▸ WRITTEN REQUEST
Lay out each line of the material below as a numbered list with no blank lines, and omit the pictures.

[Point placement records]

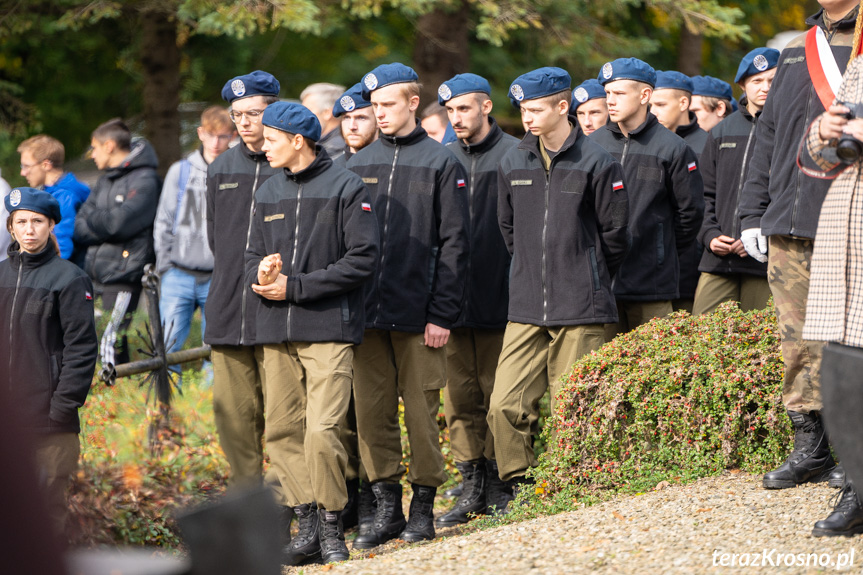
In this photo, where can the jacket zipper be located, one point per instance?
(735, 226)
(248, 238)
(386, 227)
(294, 253)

▸ RESULT OF THIS TASK
1. In this photo, where can the jacket zipper be located, one point per instance?
2. (735, 226)
3. (248, 238)
4. (386, 227)
5. (294, 253)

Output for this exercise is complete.